> Aufgabe A: Nennen Sie alle Parteien, die der Text über den Rechtspopulismus in Italien als rechtspopulistische bis rechtsextreme Wahlerfolge in Europa aufzählt, jeweils mit dem zugehörigen Land oder der Region.
> Aufgabe B:
Beantworten Sie anhand des Textes über den Rechtspopulismus in Italien folgende Fragen:
(i) An welchem Datum finden die italienischen Wahlen statt?
(ii) Was forderte Flavio Tossi für die städtischen Busse von Verona?
(iii) Wer unterstützte Silvio Berlusconi in seinem Wahlkampf?
> Aufgabe C: Führen Sie den Text über den Rechtspopulismus in Italien im Anschluss an seinen letzten Satz weiter.

> Zu lesender Text:
_ _ _ _ _

Rechtspopulismus Gewöhnungssache

Nach den italienischen Wahlen am 13. Mai wird möglicherweise ein weiterer EU-Staat rechtspopulistisch regiert werden. Der Medienmilliardär Silvio Berlusconi liegt mit seinem Bündnis »Haus der Freiheit« nach Umfragen vor dem »Olivenbaum« aus Mitte-Links-Parteien. Im Nationalparlament kann er sich auf die Stimmen der postfaschistischen Alleanza Nazionale sowie der Lega Nord verlassen. Die nordischen Regionalisten wenden sich einerseits gegen Süditalien, andererseits auch gegen AusländerInnen. Laut taz v. 25.04.2001 forderte der lokale Chef der Lega Nord von Verona, Flavio Tossi, dass die städtischen Busse separate Eingänge für Italiener und Ausländer bekommen. Keine Autonomiebestrebungen, sondern nationaler Zentralismus ist das Programm der Alleanza Nazionale. Der kleinste gemeinsame Nenner der Rechten in Italien ist die völkische Ausländerfeindlichkeit. Mit einem Wahlsieg würde sie sich in die rechtspopulistischen bis rechtsextremen Wahlerfolge in ganz Europa einreihen (Vlaams Block in Flandern, der Partido Popular in Spanien, FPÖ in Österreich und die dänische Folkeparti). Die Konrad-Adenauer-Stiftung und der CDU-Außenpolitiker Karl Lamers unterstützten das Mitglied der EVP-Fraktion im Europaparlament Silvio Berlusconi in seinem Wahlkampf. Zusätzliche Dramatik hätte ein rechter Wahlsieg durch die hohen Einflußmöglichkeiten Berlusconis auf den staatlichen Rundfunk, der zusammen mit Berlusconis eigenen Sendern fast den gesamten Markt abdeckt.

_ _ _ _ _

[Gespeicherte Einträge des Datensatzes]
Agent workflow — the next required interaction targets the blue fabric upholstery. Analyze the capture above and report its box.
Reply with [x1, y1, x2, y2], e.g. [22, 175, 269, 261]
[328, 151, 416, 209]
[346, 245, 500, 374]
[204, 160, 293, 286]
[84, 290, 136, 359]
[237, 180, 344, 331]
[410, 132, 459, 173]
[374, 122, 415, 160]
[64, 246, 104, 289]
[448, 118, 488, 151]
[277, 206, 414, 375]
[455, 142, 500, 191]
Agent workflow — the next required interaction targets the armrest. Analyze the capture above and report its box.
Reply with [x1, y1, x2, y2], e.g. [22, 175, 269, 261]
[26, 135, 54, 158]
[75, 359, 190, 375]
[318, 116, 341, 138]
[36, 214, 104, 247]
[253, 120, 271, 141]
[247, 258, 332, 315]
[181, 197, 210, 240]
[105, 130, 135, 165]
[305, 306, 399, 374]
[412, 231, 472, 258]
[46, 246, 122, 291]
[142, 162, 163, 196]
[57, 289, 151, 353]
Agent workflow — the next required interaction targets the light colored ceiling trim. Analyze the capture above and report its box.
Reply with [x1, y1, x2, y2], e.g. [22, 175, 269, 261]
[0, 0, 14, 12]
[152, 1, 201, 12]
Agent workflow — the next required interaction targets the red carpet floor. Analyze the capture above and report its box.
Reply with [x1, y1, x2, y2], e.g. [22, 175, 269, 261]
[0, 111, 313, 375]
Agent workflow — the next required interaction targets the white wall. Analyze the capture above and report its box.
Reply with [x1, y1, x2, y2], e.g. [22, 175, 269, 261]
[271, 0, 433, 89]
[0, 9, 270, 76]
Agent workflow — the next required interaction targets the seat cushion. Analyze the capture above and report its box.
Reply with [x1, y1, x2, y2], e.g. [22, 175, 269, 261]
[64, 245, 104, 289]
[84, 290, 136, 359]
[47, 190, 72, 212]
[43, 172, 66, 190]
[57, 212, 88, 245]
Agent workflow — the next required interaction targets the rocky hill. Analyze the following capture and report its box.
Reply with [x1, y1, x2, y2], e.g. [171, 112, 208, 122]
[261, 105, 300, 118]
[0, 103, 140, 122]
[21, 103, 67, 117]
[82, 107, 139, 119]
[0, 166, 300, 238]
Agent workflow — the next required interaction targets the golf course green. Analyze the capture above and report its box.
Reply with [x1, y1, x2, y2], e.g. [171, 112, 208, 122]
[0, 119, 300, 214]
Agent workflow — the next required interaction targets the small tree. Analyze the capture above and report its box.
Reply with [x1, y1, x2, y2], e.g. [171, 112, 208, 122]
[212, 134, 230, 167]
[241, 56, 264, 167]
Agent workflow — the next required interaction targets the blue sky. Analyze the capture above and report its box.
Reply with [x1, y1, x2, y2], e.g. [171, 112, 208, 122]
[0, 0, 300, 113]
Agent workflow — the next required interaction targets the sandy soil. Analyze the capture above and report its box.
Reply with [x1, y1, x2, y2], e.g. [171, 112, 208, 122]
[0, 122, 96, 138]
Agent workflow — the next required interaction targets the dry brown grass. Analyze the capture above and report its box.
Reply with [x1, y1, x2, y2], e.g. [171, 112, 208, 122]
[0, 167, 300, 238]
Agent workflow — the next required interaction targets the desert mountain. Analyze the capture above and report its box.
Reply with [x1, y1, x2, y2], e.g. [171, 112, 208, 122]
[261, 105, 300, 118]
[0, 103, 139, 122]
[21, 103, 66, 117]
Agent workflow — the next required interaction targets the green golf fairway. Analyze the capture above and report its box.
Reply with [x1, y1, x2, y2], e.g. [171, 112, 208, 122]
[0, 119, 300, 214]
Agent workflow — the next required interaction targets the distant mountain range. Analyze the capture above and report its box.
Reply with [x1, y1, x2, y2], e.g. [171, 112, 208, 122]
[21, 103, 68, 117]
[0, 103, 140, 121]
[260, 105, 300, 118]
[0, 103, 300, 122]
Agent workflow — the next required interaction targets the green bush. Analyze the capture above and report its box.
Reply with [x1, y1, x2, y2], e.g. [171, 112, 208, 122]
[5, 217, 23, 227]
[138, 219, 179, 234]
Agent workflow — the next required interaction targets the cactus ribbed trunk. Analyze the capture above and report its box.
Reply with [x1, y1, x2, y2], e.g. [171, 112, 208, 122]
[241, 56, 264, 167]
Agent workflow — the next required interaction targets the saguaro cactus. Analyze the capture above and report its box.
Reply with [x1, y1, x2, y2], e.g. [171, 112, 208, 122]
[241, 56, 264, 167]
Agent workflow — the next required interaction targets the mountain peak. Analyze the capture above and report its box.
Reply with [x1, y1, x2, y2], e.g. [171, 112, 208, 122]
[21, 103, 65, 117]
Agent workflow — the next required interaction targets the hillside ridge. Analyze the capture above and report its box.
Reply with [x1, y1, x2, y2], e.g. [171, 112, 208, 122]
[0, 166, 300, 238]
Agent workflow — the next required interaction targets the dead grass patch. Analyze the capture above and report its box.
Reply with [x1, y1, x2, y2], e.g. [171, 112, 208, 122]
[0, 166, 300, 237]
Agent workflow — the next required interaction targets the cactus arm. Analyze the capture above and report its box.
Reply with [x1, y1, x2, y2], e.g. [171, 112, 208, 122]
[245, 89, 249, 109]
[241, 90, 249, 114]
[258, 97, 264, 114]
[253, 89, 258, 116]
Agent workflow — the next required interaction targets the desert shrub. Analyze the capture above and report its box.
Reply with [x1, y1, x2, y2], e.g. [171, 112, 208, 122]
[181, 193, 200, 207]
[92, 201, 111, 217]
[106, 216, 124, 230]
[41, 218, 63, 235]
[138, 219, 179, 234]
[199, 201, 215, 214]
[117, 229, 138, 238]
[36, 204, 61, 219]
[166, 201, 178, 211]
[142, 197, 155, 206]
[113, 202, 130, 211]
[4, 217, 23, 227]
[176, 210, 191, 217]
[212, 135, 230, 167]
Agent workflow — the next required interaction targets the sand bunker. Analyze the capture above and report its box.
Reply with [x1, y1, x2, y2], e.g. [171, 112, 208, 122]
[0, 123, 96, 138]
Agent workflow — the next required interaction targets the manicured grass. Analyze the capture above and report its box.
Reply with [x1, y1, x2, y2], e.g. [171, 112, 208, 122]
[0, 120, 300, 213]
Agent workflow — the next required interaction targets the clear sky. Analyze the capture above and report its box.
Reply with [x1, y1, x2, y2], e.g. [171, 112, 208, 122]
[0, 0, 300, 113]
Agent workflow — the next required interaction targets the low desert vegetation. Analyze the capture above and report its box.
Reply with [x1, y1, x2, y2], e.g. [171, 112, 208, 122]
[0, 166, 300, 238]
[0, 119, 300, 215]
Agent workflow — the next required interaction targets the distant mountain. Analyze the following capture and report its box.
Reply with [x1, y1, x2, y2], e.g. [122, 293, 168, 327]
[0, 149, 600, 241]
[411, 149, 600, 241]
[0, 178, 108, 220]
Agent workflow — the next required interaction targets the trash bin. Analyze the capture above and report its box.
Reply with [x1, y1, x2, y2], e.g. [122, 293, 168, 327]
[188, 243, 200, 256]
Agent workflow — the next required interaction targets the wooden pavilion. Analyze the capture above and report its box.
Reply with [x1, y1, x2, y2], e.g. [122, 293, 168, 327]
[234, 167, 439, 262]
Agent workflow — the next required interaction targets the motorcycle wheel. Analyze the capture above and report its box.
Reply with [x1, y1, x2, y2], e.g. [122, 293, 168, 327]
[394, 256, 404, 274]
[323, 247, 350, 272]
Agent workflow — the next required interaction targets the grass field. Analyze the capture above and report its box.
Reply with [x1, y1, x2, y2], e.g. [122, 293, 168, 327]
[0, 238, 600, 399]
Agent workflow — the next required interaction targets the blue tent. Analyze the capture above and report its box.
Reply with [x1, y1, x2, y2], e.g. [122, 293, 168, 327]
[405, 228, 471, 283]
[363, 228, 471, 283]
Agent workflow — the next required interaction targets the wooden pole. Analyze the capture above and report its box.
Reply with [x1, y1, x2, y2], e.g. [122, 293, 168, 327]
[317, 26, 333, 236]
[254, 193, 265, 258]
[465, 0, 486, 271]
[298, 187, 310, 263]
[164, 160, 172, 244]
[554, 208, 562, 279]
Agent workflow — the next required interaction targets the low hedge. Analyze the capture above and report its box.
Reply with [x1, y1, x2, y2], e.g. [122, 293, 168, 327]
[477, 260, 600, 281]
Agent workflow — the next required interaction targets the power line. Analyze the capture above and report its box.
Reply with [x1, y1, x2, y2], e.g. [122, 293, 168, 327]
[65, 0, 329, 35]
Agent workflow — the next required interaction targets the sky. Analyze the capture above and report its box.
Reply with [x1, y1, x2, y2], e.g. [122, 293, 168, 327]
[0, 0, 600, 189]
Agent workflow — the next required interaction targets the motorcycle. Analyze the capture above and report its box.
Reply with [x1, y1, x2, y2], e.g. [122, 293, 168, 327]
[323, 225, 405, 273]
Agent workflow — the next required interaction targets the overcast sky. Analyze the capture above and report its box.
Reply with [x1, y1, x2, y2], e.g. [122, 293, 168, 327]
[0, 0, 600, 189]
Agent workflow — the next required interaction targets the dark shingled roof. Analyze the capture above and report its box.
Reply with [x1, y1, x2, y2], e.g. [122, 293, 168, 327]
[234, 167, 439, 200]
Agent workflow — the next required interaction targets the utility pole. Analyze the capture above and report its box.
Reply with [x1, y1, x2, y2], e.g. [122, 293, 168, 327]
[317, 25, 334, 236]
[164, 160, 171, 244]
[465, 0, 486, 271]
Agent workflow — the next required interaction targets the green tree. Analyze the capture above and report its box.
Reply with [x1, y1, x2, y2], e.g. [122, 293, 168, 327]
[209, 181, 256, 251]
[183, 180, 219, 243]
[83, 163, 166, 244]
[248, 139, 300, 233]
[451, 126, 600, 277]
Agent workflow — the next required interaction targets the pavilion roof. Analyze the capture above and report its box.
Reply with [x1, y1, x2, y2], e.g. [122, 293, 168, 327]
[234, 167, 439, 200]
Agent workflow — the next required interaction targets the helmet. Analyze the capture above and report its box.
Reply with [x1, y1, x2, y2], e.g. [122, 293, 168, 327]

_ _ _ _ _

> Antwort A:
Vlaams Block (Flandern)
Partido Popular (Spanien)
FPÖ (Österreich)
Folkeparti (Dänemark)

> Antwort B:
(i) Am 13. Mai.
(ii) Separate Eingänge für Italiener und Ausländer.
(iii) Die Konrad-Adenauer-Stiftung und der CDU-Außenpolitiker Karl Lamers.

> Antwort C:
Die Europäische Union hat nach § 7 des im Dezember verabschiedeten, allerdings noch nicht ratifizierten und damit noch nicht in Kraft getretenen »Vertrag von Nizza« eine Möglichkeit einzugreifen, wenn demokratische Grundwerte in einem Mitgliedsstaat bedroht sind. Der Ministerrat kann auf Vorschlag eines Drittels der Mitgliedstaaten, der Europäischen Komission oder des Parlaments mit 80prozentiger Mehrheit feststellen, daß die »eindeutige Gefahr« besteht und entsprechend »geeignete Empfehlungen« aussprechen. Sollte das Bündnis aus Rechtspopulisten, Regionalisten und Postfaschisten in Italien an der Macht sein, wird es aber angesichts der bereits amtierenden rechtspopulistischen Regierungen schwierig, diese qualifizierte Mehrheit zu erreichen. Doch außer dem liberalen belgischen Außenminister Louis Michel erwärmte sich bis Redaktionsschluß dieser Denkpause noch niemand für Sanktionen gegen Italien.
Auffällig ist die Tatsache, daß der Rechtsextremismus nicht primär in den Ärmsten Gegenden der EU, in Griechenland, Portugal oder Irland vorkommt.

Auch außerhalb dieses Zitates ist der Beitrag »Wir geben nichts« von Dirk Schümer aus der Frankfurter Allgemeinen Zeitung v. 17.03.2001 sehr aufschlußreich.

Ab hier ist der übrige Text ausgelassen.